→ WHAT TO WORK ON:
Repeat, word for word, the rows beginning with the line that contains "encloses the no" and ending with the line that contains "473, 629, 637]]", including both of those lines.
:: DATA ROWS
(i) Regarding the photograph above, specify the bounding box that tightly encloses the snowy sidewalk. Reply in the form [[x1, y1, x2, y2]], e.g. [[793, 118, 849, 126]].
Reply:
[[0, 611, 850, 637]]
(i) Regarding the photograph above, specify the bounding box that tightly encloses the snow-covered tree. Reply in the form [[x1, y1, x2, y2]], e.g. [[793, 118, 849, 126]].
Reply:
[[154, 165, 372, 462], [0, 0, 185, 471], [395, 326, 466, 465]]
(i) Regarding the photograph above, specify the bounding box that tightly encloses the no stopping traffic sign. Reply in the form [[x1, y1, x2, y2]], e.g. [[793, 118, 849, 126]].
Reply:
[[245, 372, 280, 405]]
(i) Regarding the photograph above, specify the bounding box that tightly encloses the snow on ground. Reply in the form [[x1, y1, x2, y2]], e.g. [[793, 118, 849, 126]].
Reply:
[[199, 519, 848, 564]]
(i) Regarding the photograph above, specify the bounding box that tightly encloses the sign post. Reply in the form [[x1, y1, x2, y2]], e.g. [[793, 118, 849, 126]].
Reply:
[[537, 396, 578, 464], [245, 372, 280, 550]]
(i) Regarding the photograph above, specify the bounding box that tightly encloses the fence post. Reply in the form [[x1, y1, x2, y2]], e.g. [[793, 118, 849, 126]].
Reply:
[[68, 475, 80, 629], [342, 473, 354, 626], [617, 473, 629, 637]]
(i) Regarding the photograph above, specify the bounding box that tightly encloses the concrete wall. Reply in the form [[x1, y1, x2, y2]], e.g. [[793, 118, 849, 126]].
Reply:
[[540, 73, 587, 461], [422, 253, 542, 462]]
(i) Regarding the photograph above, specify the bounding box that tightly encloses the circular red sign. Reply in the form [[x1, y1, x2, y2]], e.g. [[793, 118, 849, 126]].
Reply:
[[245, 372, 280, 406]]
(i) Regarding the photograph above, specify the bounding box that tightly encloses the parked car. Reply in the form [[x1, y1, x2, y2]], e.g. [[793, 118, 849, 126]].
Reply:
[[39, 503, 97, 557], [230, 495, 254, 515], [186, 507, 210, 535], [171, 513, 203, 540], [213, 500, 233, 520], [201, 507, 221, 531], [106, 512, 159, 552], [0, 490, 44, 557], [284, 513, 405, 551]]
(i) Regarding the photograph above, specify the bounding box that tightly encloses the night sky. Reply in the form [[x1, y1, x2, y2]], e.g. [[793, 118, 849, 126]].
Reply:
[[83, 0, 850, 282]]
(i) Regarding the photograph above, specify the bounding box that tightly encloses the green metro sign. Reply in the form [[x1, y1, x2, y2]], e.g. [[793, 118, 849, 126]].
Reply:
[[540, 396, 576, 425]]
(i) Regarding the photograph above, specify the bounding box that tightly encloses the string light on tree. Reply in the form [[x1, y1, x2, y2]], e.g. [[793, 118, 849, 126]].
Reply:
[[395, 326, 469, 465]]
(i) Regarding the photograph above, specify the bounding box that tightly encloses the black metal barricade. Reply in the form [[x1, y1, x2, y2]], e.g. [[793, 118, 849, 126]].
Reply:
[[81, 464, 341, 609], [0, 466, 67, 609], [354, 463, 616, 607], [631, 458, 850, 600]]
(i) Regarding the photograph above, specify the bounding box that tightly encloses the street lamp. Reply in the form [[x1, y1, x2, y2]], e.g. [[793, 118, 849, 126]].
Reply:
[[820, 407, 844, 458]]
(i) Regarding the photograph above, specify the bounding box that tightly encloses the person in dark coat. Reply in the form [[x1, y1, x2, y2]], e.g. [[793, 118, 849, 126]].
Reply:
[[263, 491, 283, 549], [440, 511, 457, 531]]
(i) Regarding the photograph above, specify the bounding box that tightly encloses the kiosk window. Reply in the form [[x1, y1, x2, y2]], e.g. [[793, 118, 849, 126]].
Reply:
::::
→ COMPLETED EXERCISE:
(i) Regarding the photograph above, specify the bounding box that tightly encloses the no stopping traffic sign. Reply in the form [[x1, y1, x2, y2]], e.g. [[793, 118, 849, 126]].
Reply:
[[245, 372, 280, 405]]
(i) Regarding the photograph above, specify the bounding box that tightly encloses the snow on ground. Reply in the form [[x1, y1, x2, y2]], e.g. [[793, 118, 849, 126]].
Reply:
[[199, 519, 848, 564]]
(i) Regarding the photograph above, specify the bounding box that tightly encloses the sign post. Reply in the form [[x1, y1, x2, y2]], e.g. [[793, 118, 849, 126]].
Reply:
[[537, 396, 578, 464], [245, 372, 280, 550]]
(i) Regarding the photograph above, specify the bounding box that tightly encloses the fence post. Reply in the form [[x1, y1, x2, y2]], e.g. [[793, 118, 849, 126]].
Reply:
[[68, 475, 80, 629], [342, 473, 354, 626], [617, 473, 629, 637]]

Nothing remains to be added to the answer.